Please reproduce the material with "yellow stripe" swapped for "red stripe" and everything else unchanged, leaving out the pictures.

>> begin Provided records

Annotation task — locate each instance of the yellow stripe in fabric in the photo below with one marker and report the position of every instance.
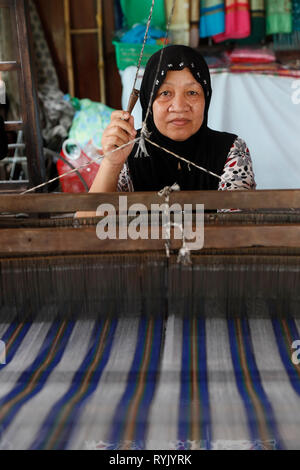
(133, 408)
(36, 375)
(263, 430)
(83, 386)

>> end Provided records

◆ Finished exercise:
Annotation task — locate each instance of the red stripe in fabric in the photo below with one marker and report the position of every instance.
(133, 408)
(36, 375)
(263, 430)
(83, 386)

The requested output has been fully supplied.